◆ **QUOTED PASSAGE**:
========================================================================
Israel has begun destroying Palestinian buildings, including hundreds of homes, to expand a military zone it controls along the Gaza-Egypt border. Israel wants to enhance security in the zone, where five of its soldiers were killed in a bombing on Wednesday. Israel says militants use the buildings to launch attacks and smuggle arms.

The Israeli operation was approved at a high-level meeting attended by Prime Minister Ariel Sharon, his defense minister, Shaul Mofaz, and top military officials.

The decision is a response to the killing of five soldiers whose armored vehicle was destroyed in an explosion as they were patrolling the route.

Many of the Israeli army operations in the area involve finding and destroying a network of tunnels used to smuggle weapons and explosives from Egypt into Gaza.

Palestinian militants often use nearby buildings as cover to launch attacks against the Israeli forces, and as the ending points of the smuggling tunnels.

Left-wing Israeli lawmaker Yossi Sarid appealed to the government not to go ahead with the plan, saying the demolition of Palestinian buildings along the route would constitute, in his words, a war crime.

He added that all Israeli forces should be withdrawn from Gaza in order to prevent more soldiers from being killed.

?Everybody knows by now that sooner or later we will withdraw from Gaza and the only question is when we are going to withdraw - after 20 casualties, 200 casualties, 1000 casualties," Mr. Sarid said.

The head of the Israeli Army, General Moshe Ya'alon, disagrees.

He says Israeli troops must remain in some parts of Gaza to fight against what he called Palestinian terrorist groups, which he says are being supported both locally and from abroad.
========================================================================
◆ **DATA SHOWN**:
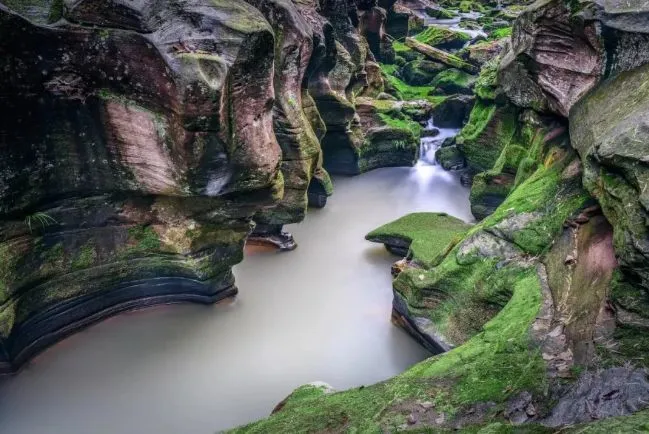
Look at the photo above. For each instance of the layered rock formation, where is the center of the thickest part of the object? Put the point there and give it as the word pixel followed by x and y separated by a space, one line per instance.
========================================================================
◆ **WHAT THE EXERCISE ASKS**: For each statement below, answer yes or no on whether it agrees with the report on the Gaza-Egypt border, and quote the deciding words of that report. (a) The operation was approved at a meeting attended by Prime Minister Ariel Sharon. (b) Yossi Sarid supported the demolition plan. (c) General Moshe Ya'alon says all Israeli forces should leave Gaza.

◆ **REPLY**:
(a) Yes: "The Israeli operation was approved at a high-level meeting attended by Prime Minister Ariel Sharon"
(b) No: "Left-wing Israeli lawmaker Yossi Sarid appealed to the government not to go ahead with the plan"
(c) No: "He says Israeli troops must remain in some parts of Gaza"